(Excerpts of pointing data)

__________

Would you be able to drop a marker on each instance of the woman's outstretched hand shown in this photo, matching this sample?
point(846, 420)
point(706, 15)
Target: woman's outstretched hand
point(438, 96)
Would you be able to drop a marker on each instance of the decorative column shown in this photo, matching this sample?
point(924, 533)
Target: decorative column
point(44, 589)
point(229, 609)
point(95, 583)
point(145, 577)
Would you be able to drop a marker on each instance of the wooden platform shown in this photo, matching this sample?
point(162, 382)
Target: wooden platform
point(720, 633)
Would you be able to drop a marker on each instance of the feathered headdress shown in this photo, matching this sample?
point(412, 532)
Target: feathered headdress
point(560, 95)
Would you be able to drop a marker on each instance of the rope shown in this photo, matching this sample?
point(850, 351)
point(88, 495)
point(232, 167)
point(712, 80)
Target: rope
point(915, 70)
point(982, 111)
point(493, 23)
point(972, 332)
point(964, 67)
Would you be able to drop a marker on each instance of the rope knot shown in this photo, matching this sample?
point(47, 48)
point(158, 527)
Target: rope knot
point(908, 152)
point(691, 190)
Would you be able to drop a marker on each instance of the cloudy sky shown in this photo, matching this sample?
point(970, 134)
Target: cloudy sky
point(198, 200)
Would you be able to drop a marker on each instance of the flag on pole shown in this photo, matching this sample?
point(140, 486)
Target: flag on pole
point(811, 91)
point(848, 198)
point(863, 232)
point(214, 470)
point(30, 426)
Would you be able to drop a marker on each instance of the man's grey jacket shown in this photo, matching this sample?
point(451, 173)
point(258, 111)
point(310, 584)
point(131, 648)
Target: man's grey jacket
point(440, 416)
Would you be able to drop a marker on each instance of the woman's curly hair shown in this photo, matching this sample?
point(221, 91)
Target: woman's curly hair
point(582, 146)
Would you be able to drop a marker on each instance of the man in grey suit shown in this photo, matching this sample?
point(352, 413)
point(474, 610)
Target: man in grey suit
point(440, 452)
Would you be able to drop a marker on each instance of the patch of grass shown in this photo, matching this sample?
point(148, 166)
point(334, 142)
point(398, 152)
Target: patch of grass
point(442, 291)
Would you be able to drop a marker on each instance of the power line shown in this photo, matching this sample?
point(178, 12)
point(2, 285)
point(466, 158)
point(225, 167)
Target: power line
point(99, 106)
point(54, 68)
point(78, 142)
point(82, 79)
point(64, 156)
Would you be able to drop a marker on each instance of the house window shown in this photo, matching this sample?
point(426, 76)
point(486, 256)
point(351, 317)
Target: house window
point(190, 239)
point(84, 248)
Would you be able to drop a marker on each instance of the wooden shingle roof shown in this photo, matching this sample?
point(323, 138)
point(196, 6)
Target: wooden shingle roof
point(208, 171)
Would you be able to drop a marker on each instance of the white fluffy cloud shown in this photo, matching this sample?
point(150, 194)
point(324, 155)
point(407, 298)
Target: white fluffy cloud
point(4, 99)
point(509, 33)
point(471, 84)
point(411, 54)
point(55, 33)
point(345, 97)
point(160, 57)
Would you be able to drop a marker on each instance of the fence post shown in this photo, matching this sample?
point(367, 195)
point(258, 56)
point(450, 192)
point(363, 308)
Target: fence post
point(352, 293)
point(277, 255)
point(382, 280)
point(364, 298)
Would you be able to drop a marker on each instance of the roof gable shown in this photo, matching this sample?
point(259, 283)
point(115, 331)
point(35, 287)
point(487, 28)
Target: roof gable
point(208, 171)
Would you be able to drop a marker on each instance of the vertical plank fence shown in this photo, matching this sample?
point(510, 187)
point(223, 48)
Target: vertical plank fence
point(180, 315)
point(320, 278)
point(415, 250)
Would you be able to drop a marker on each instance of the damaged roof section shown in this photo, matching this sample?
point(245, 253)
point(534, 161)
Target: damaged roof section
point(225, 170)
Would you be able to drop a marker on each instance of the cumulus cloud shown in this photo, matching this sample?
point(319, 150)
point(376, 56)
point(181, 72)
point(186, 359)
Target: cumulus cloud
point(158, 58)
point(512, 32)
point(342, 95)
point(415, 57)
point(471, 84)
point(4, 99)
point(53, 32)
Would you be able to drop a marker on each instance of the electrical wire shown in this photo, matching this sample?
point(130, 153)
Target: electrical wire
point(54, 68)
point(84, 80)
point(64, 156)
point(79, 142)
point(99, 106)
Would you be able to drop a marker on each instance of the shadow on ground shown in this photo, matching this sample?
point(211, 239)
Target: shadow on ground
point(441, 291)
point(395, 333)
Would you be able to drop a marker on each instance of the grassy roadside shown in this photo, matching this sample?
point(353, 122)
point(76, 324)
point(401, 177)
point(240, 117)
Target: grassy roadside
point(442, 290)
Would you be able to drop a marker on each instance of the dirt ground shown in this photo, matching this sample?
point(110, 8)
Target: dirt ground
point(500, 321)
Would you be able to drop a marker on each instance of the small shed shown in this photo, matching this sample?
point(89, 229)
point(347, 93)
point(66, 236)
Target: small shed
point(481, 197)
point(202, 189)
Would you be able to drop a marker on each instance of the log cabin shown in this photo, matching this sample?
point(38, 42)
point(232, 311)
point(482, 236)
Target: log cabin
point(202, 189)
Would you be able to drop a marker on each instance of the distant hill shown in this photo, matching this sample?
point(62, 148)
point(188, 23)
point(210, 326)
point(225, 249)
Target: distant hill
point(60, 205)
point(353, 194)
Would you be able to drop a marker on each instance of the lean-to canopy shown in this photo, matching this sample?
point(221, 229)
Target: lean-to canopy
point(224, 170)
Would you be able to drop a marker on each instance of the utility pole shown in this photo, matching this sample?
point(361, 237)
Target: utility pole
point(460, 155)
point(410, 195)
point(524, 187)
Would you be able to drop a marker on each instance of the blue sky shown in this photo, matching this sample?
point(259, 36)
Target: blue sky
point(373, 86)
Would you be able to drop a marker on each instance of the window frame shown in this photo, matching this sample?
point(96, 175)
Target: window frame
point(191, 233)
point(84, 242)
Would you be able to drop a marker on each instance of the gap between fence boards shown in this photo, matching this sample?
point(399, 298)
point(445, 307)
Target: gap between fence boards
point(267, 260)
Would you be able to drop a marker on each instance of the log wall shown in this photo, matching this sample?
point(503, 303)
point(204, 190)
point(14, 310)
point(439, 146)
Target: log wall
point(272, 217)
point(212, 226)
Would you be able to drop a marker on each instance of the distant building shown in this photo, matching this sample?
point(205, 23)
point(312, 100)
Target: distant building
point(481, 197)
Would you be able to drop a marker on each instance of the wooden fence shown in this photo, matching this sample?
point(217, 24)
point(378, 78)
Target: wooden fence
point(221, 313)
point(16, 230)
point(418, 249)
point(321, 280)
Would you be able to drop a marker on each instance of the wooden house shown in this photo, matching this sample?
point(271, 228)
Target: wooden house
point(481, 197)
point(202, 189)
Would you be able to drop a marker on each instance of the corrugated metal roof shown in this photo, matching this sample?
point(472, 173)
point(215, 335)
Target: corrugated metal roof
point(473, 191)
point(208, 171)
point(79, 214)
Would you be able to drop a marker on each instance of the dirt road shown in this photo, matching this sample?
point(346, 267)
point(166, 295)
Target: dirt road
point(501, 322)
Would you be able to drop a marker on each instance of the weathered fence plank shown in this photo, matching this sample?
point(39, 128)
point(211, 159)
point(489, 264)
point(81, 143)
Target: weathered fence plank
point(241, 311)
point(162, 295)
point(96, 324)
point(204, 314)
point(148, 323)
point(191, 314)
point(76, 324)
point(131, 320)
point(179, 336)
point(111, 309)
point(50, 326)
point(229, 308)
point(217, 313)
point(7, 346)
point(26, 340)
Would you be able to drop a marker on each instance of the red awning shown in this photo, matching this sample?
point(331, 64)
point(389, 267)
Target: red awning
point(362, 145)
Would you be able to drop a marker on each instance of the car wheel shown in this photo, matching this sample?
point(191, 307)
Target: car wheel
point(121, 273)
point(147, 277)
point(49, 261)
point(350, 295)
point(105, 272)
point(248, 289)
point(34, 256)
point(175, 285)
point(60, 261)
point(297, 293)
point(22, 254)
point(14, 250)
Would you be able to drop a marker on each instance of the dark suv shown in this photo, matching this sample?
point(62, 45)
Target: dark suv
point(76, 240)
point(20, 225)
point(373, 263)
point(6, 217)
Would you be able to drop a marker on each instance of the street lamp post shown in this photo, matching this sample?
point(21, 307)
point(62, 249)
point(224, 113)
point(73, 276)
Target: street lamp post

__________

WHAT THE TASK REQUIRES: Please format the entries from the line containing "platform shown in this photo, matching this sample?" through the line containing "point(720, 633)", both included, as a numbered list without blank lines.

FINAL RESULT:
1. Would you be able to drop a marker on each instance of the wooden platform shown in this photo, matching this sample?
2. point(162, 382)
3. Target: wooden platform
4. point(720, 633)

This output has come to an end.